- _Problem to work on_: The output should be all entries, each matching the original exactly.

=====

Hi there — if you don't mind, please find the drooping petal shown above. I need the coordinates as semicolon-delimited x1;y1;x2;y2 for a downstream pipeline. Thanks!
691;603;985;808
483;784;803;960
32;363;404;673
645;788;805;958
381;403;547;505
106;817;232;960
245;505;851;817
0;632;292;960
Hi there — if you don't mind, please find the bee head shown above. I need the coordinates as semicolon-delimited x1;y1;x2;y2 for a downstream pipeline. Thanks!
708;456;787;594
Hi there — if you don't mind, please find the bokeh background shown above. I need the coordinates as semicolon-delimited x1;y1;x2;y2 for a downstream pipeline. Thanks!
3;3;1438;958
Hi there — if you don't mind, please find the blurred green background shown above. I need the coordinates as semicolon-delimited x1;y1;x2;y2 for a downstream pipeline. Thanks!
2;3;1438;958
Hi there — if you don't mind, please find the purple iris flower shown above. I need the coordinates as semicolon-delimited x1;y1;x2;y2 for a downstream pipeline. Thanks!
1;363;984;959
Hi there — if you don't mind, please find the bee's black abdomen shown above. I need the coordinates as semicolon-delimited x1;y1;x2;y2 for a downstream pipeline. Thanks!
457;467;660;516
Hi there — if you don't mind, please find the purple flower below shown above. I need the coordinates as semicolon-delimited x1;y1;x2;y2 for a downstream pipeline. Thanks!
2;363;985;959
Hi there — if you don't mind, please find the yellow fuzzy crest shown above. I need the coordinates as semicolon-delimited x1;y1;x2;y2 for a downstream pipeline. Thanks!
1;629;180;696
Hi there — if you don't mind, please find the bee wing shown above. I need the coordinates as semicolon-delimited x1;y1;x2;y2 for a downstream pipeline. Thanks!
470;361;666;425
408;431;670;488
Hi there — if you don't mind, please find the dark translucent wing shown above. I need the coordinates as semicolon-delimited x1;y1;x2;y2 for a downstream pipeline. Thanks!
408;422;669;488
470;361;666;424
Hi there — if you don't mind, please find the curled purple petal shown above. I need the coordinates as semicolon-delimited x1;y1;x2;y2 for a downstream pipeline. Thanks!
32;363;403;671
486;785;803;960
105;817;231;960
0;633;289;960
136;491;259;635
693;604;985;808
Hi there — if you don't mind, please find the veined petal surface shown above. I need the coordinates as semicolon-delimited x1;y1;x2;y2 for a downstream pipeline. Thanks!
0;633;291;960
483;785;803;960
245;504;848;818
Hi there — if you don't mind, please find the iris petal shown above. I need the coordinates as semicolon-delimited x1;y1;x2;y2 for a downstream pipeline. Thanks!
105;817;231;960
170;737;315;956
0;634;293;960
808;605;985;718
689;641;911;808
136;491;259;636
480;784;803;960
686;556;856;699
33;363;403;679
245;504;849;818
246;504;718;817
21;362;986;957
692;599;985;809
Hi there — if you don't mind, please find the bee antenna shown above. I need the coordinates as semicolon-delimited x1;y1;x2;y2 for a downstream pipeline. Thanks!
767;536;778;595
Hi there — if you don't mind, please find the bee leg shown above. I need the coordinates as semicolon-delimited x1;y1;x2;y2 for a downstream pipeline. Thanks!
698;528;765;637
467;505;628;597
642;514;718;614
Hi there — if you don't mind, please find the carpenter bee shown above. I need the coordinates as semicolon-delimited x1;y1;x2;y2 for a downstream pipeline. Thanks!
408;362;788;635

=====

- _Output_:
Hi there — if you don't mind, please find the drooping petal shown above. I need the coordinates as semicolon-delimited x1;y1;x2;y2 for a downstream pipeline. Thanks!
691;603;985;808
483;784;803;960
32;363;404;673
645;788;805;958
381;403;547;505
106;817;232;960
245;505;851;817
0;632;292;960
Hi there — if you don't mind, please find the bee head shown above. I need the coordinates as semicolon-delimited x1;y1;x2;y2 for a downstream pipeline. Thanks!
708;456;787;594
Hi there — if you don't mind, please find the bokeh background shown above. I need the coordinates as semicolon-delimited x1;y1;x2;y2 for a downstream pipeline. Thanks!
3;3;1438;958
Hi there — if you don't mind, please find the blurred green background shown above. I need the coordinates as semicolon-delimited x1;y1;x2;y2 for a downstream pipeline. Thanks!
2;3;1438;958
Hi there — if you don't mind, please find the purple iris flower shown above. I need the coordinates as semicolon-delimited x1;y1;x2;y2 for a downstream pipeline. Thanks!
1;363;984;959
Hi there — if you don't mind, please find the bee's black abdomen shown above. I need the coordinates as semicolon-delimited x1;y1;x2;y2 for a downstream pipeline. Thanks!
457;467;660;516
Hi there — if you don't mind, please find the purple flower below shown above. I need the coordinates as semicolon-delimited x1;y1;x2;y2 for a downstream pipeline. Thanks!
2;363;985;959
Hi there — if you don't mind, please find the yellow fuzzy crest shown above. I need the coordinates as semicolon-delimited x1;y1;x2;y2 for a downstream pipeline. Thanks!
1;629;180;696
Hi there — if you don't mind, please find the bee wing shown above. I need the coordinates as semicolon-delimited x1;y1;x2;y2 for a downstream pipeline. Thanks!
470;361;666;425
408;431;670;488
Hi there — if you don't mind, please find the dark translucent wing shown above. I need the coordinates as semicolon-delimited x1;y1;x2;y2 for a downstream pipeline. Thanks!
408;422;669;488
470;361;666;424
Hi there — if you don't mind, please find the curled purple petal shown above. I need the coordinates as semicolon-delimited x1;y1;x2;y2 for a downstream pipeline. Thanks!
32;363;403;671
486;785;803;960
105;817;231;960
0;633;289;960
136;491;259;635
693;604;985;808
Hi there — if you don't mind, please find the veined petal surface shown above. I need the coordinates as semicolon-delimited x1;y1;x2;y2 for a downstream pipeline. Thanks!
0;633;291;960
483;785;803;960
245;504;848;818
Hi there — if you don't mind, please find the iris petal shown above. I need the coordinates as semicolon-delimited x1;y1;x2;y2 for a downstream pipeline. Thanks!
105;817;231;960
170;737;315;956
0;634;293;960
808;605;985;718
689;641;911;808
136;491;259;636
480;784;803;960
686;556;856;699
33;363;403;679
245;504;849;818
246;504;718;817
21;362;986;957
692;599;985;809
Hi there — if you don't mind, please find the bee antenna shown above. I need the coordinates as semicolon-delimited x1;y1;x2;y2 for a downstream pipeline. Thanks!
767;536;778;595
Hi there — if you don't mind, please find the bee leg shown above. I need the coordinates as semicolon-delimited x1;y1;x2;y2 for a downstream pipeline. Thanks!
698;528;765;637
467;505;628;597
642;514;718;614
Hi there — if you don't mind, please find the carpenter bee shown above. I need the coordinates as semicolon-delimited x1;y1;x2;y2 for a downstream pipeline. Thanks!
408;362;788;635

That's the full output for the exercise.